— start of SELECTED PASSAGE —

Technical specifications
- Oscillator: User Samples; PCM for preset synth voices
- LFO: Multiple LFO options, waveforms and combinations of LFO with other effects
- Synthesis type: Several preset synth and drum voices; granular synthesis
- Filter: Multiple
- Aftertouch expression: no
- Velocity expression: no
- Storage memory: 4 Memory Slots and read/write to SD card (2GB Max)
- Effects: 150

Input/output
- Keyboard: none - XY-pad
- Left-hand control: FX Release; FX parameter ‘Hold’
- External control: Supports multiple configurations as a MIDI Controller for external hardware. MIDI configurations (e.g. X-Y pad configuration) can be stored as Program Files on SD media.
- Audio sample: 4 sample slots with unlimited overdub/resampling

= Kaoss Pad =

Audio effects unit

The Kaoss Pad is a sampler and audio effects processor launched by Korg in 1999. It allows users to record and process audio and apply various effects using an X-Y touchscreen. It has been used by artists including Radiohead, Muse, Brian Eno and Fear Factory.

== Features ==
The Kaoss Pad allows users to sample and loop audio and apply effects such as pitch-bending, flange, distortion, and delay using a touchscreen. According to the Guardian, while its effects technology was not new, the Kaoss Pad was distinguished by its intuitive design: "Anyone can pick one up and in a matter of seconds get the hang of it."

— end of SELECTED PASSAGE —
— start of DATA FOR THIS TASK —

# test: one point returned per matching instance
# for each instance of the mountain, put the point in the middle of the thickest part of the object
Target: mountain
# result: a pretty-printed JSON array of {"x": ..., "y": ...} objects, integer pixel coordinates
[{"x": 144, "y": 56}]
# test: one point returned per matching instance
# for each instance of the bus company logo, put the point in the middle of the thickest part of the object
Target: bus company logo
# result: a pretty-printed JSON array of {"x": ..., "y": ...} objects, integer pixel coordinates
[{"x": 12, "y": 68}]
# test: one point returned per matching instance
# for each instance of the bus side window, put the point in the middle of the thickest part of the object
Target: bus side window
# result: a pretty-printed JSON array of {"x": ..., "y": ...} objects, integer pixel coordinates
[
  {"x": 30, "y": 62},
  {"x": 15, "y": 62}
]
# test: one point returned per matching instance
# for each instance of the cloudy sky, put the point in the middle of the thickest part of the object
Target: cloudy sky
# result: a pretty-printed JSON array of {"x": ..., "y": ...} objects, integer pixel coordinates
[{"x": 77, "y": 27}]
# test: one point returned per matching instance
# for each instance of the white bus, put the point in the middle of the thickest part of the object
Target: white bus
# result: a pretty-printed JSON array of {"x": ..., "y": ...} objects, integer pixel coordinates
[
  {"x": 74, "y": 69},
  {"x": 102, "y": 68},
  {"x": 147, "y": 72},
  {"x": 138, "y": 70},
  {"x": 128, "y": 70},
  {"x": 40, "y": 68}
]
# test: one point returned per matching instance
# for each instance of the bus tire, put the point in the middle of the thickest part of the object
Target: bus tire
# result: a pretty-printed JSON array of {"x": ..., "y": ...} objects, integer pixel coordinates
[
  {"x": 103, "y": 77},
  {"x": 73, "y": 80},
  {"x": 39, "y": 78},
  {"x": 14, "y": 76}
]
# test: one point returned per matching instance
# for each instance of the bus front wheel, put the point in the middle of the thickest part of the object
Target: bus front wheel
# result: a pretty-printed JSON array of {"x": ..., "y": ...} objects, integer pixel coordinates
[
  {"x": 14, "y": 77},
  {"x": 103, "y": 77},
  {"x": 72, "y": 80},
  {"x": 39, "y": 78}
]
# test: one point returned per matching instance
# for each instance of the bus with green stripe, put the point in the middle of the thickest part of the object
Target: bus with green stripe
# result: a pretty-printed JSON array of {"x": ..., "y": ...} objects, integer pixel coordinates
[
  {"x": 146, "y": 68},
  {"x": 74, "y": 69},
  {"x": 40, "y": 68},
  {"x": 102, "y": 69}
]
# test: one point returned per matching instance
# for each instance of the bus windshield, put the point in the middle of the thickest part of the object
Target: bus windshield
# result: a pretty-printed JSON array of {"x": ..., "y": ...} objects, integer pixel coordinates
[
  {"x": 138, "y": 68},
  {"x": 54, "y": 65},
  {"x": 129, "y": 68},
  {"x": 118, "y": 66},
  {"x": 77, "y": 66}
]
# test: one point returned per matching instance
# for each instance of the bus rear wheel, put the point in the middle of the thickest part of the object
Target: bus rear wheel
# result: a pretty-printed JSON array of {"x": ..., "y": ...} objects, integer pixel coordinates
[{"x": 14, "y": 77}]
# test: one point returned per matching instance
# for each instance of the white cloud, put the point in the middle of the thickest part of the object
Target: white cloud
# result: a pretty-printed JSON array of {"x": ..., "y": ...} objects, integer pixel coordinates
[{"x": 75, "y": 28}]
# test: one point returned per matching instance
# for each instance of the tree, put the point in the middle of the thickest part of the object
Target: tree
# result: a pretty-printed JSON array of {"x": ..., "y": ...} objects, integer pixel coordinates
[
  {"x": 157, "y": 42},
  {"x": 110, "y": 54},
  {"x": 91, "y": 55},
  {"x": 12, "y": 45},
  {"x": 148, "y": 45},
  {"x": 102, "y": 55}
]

— end of DATA FOR THIS TASK —

▶ **PROBLEMS TO WORK ON**:
**a.** According to the Kaoss Pad text, which artists have used the device?
**b.** Which lines of the listing contain the word "green"? Show each of them.

▶ **WORKED ANSWERS**:
**a.** Radiohead, Muse, Brian Eno and Fear Factory.

**b.**
# for each instance of the bus with green stripe, put the point in the middle of the thickest part of the object
Target: bus with green stripe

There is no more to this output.